Task inputs:
--- START ---

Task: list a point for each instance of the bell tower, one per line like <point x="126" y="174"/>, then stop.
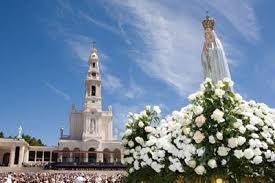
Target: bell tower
<point x="93" y="83"/>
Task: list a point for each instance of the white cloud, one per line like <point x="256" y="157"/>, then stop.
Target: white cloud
<point x="134" y="90"/>
<point x="58" y="91"/>
<point x="111" y="82"/>
<point x="240" y="14"/>
<point x="172" y="36"/>
<point x="80" y="45"/>
<point x="98" y="23"/>
<point x="172" y="43"/>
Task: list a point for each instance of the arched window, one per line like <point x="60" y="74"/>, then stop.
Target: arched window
<point x="92" y="156"/>
<point x="66" y="154"/>
<point x="93" y="90"/>
<point x="106" y="155"/>
<point x="92" y="126"/>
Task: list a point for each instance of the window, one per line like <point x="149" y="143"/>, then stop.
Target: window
<point x="93" y="90"/>
<point x="31" y="155"/>
<point x="92" y="126"/>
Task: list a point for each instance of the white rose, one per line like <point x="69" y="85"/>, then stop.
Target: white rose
<point x="186" y="131"/>
<point x="219" y="135"/>
<point x="248" y="153"/>
<point x="219" y="92"/>
<point x="270" y="141"/>
<point x="200" y="170"/>
<point x="218" y="116"/>
<point x="200" y="151"/>
<point x="141" y="124"/>
<point x="200" y="120"/>
<point x="124" y="141"/>
<point x="267" y="154"/>
<point x="131" y="170"/>
<point x="157" y="109"/>
<point x="232" y="142"/>
<point x="149" y="129"/>
<point x="128" y="132"/>
<point x="129" y="160"/>
<point x="192" y="97"/>
<point x="257" y="160"/>
<point x="198" y="110"/>
<point x="238" y="97"/>
<point x="192" y="163"/>
<point x="255" y="136"/>
<point x="212" y="163"/>
<point x="238" y="153"/>
<point x="131" y="143"/>
<point x="224" y="162"/>
<point x="211" y="139"/>
<point x="242" y="129"/>
<point x="252" y="143"/>
<point x="241" y="140"/>
<point x="223" y="151"/>
<point x="229" y="81"/>
<point x="198" y="137"/>
<point x="238" y="123"/>
<point x="148" y="108"/>
<point x="139" y="140"/>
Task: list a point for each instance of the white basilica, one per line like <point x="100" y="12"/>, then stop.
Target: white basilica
<point x="90" y="138"/>
<point x="91" y="129"/>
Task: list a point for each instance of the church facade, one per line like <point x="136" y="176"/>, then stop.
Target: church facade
<point x="91" y="129"/>
<point x="90" y="138"/>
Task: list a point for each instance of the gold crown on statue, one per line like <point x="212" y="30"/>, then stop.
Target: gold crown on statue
<point x="208" y="22"/>
<point x="94" y="50"/>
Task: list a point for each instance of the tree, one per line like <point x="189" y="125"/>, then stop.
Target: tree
<point x="29" y="139"/>
<point x="1" y="134"/>
<point x="32" y="140"/>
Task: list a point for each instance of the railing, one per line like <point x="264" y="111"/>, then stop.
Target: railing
<point x="65" y="137"/>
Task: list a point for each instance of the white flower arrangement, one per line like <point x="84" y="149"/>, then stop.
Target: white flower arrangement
<point x="218" y="131"/>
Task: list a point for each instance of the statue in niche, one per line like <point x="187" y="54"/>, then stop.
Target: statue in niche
<point x="19" y="136"/>
<point x="214" y="61"/>
<point x="92" y="126"/>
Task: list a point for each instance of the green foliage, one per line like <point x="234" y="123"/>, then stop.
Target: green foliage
<point x="32" y="140"/>
<point x="29" y="139"/>
<point x="1" y="134"/>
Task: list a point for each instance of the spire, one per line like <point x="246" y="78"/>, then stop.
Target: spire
<point x="94" y="50"/>
<point x="93" y="82"/>
<point x="208" y="22"/>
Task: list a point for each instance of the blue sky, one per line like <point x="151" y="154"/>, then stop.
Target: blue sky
<point x="149" y="50"/>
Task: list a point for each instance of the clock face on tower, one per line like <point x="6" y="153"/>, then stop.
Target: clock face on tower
<point x="92" y="126"/>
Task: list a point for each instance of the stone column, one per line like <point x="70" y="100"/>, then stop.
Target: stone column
<point x="26" y="157"/>
<point x="35" y="156"/>
<point x="51" y="153"/>
<point x="86" y="157"/>
<point x="71" y="157"/>
<point x="12" y="156"/>
<point x="21" y="155"/>
<point x="111" y="157"/>
<point x="42" y="156"/>
<point x="60" y="158"/>
<point x="122" y="158"/>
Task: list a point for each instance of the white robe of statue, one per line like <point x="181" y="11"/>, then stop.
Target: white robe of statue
<point x="214" y="62"/>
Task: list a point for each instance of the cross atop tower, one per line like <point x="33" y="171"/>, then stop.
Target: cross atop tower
<point x="94" y="50"/>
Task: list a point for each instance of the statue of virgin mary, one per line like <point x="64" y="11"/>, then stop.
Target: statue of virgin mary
<point x="213" y="59"/>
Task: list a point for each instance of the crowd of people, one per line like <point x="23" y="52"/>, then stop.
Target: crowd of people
<point x="60" y="177"/>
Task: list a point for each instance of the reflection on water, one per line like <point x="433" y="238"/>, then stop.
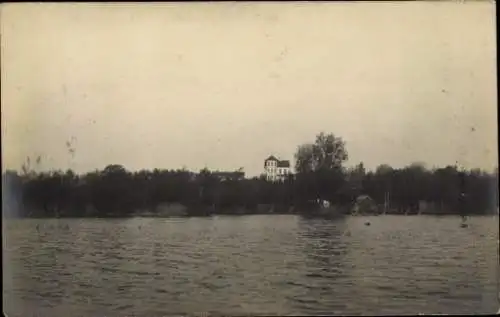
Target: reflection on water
<point x="282" y="265"/>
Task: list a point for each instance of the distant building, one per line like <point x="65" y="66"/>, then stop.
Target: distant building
<point x="275" y="169"/>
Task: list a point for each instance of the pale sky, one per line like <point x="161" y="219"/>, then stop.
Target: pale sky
<point x="224" y="85"/>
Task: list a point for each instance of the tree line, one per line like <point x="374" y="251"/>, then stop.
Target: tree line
<point x="320" y="174"/>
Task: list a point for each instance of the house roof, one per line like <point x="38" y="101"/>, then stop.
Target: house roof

--- END ---

Task to carry out:
Print all of the entries word for word. Skip any images they contain.

Completed task:
Task: list a point for each instance of the bell tower, one per line like <point x="126" y="174"/>, then stop.
Target: bell tower
<point x="93" y="83"/>
Task: list a point for each instance of the white cloud, one per line like <point x="256" y="157"/>, then stop.
Target: white cloud
<point x="134" y="90"/>
<point x="58" y="91"/>
<point x="111" y="82"/>
<point x="240" y="14"/>
<point x="172" y="36"/>
<point x="80" y="45"/>
<point x="98" y="23"/>
<point x="172" y="43"/>
Task: list a point for each instance of the arched window, one per line like <point x="60" y="74"/>, then stop.
Target: arched window
<point x="92" y="156"/>
<point x="66" y="154"/>
<point x="93" y="90"/>
<point x="106" y="155"/>
<point x="92" y="126"/>
Task: list a point for each instance of the window, one per line like <point x="149" y="143"/>, then stop.
Target: window
<point x="93" y="90"/>
<point x="31" y="155"/>
<point x="92" y="126"/>
Task: list a point for each instance of the white rose, one per line like <point x="69" y="85"/>, then stop.
Target: white rose
<point x="186" y="131"/>
<point x="219" y="135"/>
<point x="248" y="153"/>
<point x="219" y="92"/>
<point x="270" y="141"/>
<point x="200" y="170"/>
<point x="218" y="116"/>
<point x="200" y="151"/>
<point x="141" y="124"/>
<point x="200" y="120"/>
<point x="124" y="141"/>
<point x="267" y="154"/>
<point x="131" y="170"/>
<point x="157" y="109"/>
<point x="232" y="142"/>
<point x="149" y="129"/>
<point x="128" y="132"/>
<point x="129" y="160"/>
<point x="192" y="97"/>
<point x="257" y="160"/>
<point x="198" y="110"/>
<point x="238" y="97"/>
<point x="192" y="163"/>
<point x="255" y="136"/>
<point x="212" y="163"/>
<point x="238" y="153"/>
<point x="131" y="143"/>
<point x="224" y="162"/>
<point x="211" y="139"/>
<point x="242" y="129"/>
<point x="252" y="143"/>
<point x="241" y="140"/>
<point x="223" y="151"/>
<point x="229" y="81"/>
<point x="198" y="137"/>
<point x="238" y="123"/>
<point x="148" y="108"/>
<point x="139" y="140"/>
Task: list a point for each instance of the white basilica, one per line like <point x="100" y="12"/>, then stop.
Target: white basilica
<point x="90" y="138"/>
<point x="91" y="129"/>
Task: list a point for each instance of the church facade, one per line like <point x="136" y="176"/>, then stop.
Target: church facade
<point x="91" y="129"/>
<point x="90" y="138"/>
Task: list a point for each instance of the gold crown on statue, one per line like <point x="212" y="30"/>, then stop.
Target: gold crown on statue
<point x="208" y="22"/>
<point x="94" y="50"/>
Task: list a point for each instance of the tree, one per line like <point x="189" y="125"/>, then stop.
Target: tree
<point x="29" y="139"/>
<point x="1" y="134"/>
<point x="32" y="140"/>
Task: list a point for each instance of the railing, one per line like <point x="264" y="111"/>, then stop.
Target: railing
<point x="65" y="137"/>
Task: list a point for each instance of the white flower arrangement, one per line like <point x="84" y="149"/>, then stop.
Target: white flower arrangement
<point x="218" y="131"/>
Task: list a point for each instance of the statue in niche, one per line like <point x="187" y="54"/>, then stop.
Target: statue in niche
<point x="19" y="136"/>
<point x="214" y="61"/>
<point x="92" y="126"/>
Task: list a point for each instance of the green foliage, one per line like <point x="234" y="123"/>, then stop.
Target: green foliage
<point x="32" y="140"/>
<point x="29" y="139"/>
<point x="1" y="134"/>
Task: list a point for each instance of the spire, one per line like <point x="246" y="78"/>, then stop.
Target: spire
<point x="94" y="50"/>
<point x="93" y="82"/>
<point x="208" y="22"/>
Task: list a point for each instance of the blue sky, one per line like <point x="151" y="154"/>, then stop.
Target: blue sky
<point x="149" y="50"/>
Task: list a point for each instance of the clock face on tower, one per line like <point x="6" y="153"/>, then stop.
Target: clock face on tower
<point x="92" y="126"/>
Task: list a point for each instance of the stone column, one per line like <point x="70" y="100"/>, then stop.
Target: stone column
<point x="26" y="157"/>
<point x="35" y="156"/>
<point x="51" y="153"/>
<point x="86" y="157"/>
<point x="71" y="157"/>
<point x="12" y="156"/>
<point x="21" y="155"/>
<point x="111" y="157"/>
<point x="42" y="156"/>
<point x="60" y="158"/>
<point x="122" y="158"/>
Task: list a point for each instance of the white robe of statue, one per line like <point x="181" y="11"/>, then stop.
Target: white robe of statue
<point x="214" y="62"/>
Task: list a point for each instance of the cross atop tower, one per line like <point x="33" y="171"/>, then stop.
Target: cross atop tower
<point x="94" y="50"/>
Task: list a point for each instance of the statue of virgin mary, one per line like <point x="64" y="11"/>, then stop.
Target: statue of virgin mary
<point x="213" y="59"/>
Task: list a point for each instance of the crowd of people, one per line like <point x="23" y="52"/>, then stop.
Target: crowd of people
<point x="60" y="177"/>
Task: list a point for each instance of the reflection on water, one per line like <point x="433" y="238"/>, then stop.
Target: reflection on water
<point x="282" y="265"/>
Task: list a point for each instance of the distant building, one per line like <point x="65" y="66"/>, then stop.
Target: distant building
<point x="275" y="169"/>
Task: list a point for each instance of the pale sky, one per line like <point x="161" y="219"/>, then stop.
Target: pale sky
<point x="224" y="85"/>
Task: list a point for each instance of the tree line, one per line like <point x="374" y="251"/>, then stop.
Target: tree line
<point x="320" y="174"/>
Task: list a point for each instance of the house roof, one per line like <point x="38" y="101"/>, then stop.
Target: house roof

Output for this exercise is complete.